#### Passage to read
Involving Children in the Exploration of Family History
As I have delved more into my own genealogical history, I have thought about how to involve the younger generation, especially my children, in the process. One of the most valuable gifts we can give our children is an understanding of and appreciation for their ancestry and history. Encouraging the next generation to be curious about their own lineage and become engaged in the exploration of their ancestors will not only help to perpetuate the familial lines you have already discovered, but can also transform history into a vibrant learning experience with which children can connect. But how do we involve children in genealogy in a broader context? What kinds of activities can inter-generational members experience together to help cultivate an interest in their shared history?
For younger children, engaging in creative and interactive activities is a great vehicle to inspire interest. For example, assembling a treasure box with artifacts from your family’s past can encourage conversations about family history. You can collect items such as pictures, newspaper articles and memorabilia and use them to learn about particular family members. Creating a physical family tree is another option for a collaborative family project. This can become a long term endeavor where children add on branches and lines over the course of many months as they uncover more information. It is not necessary to focus on obtaining detailed data for each family member. Rather, the act of visually charting the relationships and chronological history will help to create a “big picture,” thereby giving children a glimpse into their lineage and their ancestors’ place in history.
########
#### Extracted records
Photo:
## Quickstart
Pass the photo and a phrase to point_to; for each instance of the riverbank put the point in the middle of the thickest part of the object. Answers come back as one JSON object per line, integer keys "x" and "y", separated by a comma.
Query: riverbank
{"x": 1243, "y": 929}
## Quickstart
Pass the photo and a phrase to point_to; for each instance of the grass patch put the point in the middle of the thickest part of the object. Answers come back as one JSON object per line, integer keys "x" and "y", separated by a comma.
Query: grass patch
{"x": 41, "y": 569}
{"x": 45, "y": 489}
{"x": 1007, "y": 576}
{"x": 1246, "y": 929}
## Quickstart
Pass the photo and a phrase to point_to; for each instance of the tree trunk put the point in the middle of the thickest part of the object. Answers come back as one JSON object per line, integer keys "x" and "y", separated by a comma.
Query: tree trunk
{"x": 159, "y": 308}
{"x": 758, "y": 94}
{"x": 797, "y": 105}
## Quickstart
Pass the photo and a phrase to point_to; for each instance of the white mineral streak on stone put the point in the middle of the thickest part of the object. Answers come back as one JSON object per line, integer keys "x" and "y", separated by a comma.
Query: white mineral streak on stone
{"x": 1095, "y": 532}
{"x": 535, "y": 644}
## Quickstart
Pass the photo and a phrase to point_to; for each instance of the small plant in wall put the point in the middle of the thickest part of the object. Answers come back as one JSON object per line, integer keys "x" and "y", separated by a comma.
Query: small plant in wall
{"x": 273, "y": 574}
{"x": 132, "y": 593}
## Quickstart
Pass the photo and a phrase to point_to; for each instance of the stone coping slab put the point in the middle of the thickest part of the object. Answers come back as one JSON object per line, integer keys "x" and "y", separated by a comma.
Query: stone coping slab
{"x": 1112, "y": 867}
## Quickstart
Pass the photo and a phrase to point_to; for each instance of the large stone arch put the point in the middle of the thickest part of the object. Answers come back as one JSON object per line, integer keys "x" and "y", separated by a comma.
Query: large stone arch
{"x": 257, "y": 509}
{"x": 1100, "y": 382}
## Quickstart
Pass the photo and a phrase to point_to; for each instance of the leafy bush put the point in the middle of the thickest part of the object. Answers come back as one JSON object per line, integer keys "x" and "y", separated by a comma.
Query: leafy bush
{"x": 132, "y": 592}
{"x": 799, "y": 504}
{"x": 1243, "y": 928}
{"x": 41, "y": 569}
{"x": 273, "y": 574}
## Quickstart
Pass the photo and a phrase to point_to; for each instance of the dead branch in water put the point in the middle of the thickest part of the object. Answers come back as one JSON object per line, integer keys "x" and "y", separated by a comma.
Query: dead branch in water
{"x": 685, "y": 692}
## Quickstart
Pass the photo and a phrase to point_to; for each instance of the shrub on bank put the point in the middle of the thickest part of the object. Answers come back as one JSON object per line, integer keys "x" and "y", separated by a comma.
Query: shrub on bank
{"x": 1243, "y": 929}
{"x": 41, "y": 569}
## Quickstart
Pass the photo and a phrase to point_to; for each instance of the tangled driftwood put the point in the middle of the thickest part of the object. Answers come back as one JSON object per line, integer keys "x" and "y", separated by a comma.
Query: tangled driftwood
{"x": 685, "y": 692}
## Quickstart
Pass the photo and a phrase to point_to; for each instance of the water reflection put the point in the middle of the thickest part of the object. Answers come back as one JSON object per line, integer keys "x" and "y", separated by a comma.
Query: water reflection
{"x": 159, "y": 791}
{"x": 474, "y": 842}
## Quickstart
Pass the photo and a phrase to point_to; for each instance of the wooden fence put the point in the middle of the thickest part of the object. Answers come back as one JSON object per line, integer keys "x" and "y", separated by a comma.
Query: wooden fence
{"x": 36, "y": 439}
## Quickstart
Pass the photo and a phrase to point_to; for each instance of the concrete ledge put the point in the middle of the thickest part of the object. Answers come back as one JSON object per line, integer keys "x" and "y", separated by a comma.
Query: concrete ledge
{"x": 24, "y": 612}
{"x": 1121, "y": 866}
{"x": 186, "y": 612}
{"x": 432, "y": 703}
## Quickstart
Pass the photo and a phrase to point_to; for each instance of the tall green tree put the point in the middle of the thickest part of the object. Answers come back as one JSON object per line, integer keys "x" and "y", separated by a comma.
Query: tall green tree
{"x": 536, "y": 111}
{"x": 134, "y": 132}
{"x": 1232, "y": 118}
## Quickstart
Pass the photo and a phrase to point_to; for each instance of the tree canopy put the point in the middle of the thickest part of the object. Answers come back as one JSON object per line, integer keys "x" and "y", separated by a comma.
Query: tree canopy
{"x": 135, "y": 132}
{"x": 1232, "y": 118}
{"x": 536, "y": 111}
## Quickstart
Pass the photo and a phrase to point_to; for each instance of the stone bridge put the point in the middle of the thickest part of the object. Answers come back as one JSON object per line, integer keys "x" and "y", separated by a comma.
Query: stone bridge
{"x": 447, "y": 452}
########
- [What this exercise asks]:
[1] According to the text on involving children in family history, what items can be collected for a treasure box?
[2] Rewrite the part of the family history text starting with "Involving Children in" and going on through "their shared history?", swapping "lineage" for "heritage".
[3] Continue the text on involving children in family history from where it stops.

- [Responses in order]:
[1] Pictures, newspaper articles and memorabilia.

[2]
Involving Children in the Exploration of Family History
As I have delved more into my own genealogical history, I have thought about how to involve the younger generation, especially my children, in the process. One of the most valuable gifts we can give our children is an understanding of and appreciation for their ancestry and history. Encouraging the next generation to be curious about their own heritage and become engaged in the exploration of their ancestors will not only help to perpetuate the familial lines you have already discovered, but can also transform history into a vibrant learning experience with which children can connect. But how do we involve children in genealogy in a broader context? What kinds of activities can inter-generational members experience together to help cultivate an interest in their shared history?

[3]
A wonderful way to involve older children or teenagers in genealogy is by having them interview family members. Open ended questions are the best way to encourage the interviewee to explore personal stories rather than just reciting factual information. The interviewer should ideally begin with the oldest living relatives, but should not stop there. Interviewing younger members of the family who are just one generation older, or relatives not in direct descent lines, can often clarify and add color to older narratives. Many children will also have considerable technological knowledge which is useful in preserving these oral histories. They can scan old photos and create online scrapbooks. They can also take photographs of relatives and important documents and artifacts with a digital camera and make these images available for others in the family to view online.
One of the most exciting aspects of genealogy is its ability to make history come alive, especially for children. Recently I heard a talk by genealogy writer, AJ Jacobs. He commented that his search for far-flung ancestors led to the discovery that Albert Einstein was a remote relative. He marveled at the reaction of his son, who enthusiastically began learning everything he could about Einstein’s life. The perception of genetic closeness often propels us, even children, to want to form connections to that individual and make new discoveries. And with the possibilities afforded by technology, children in this generation can take a leading role in learning about, sharing and preserving their families’ ancestral history.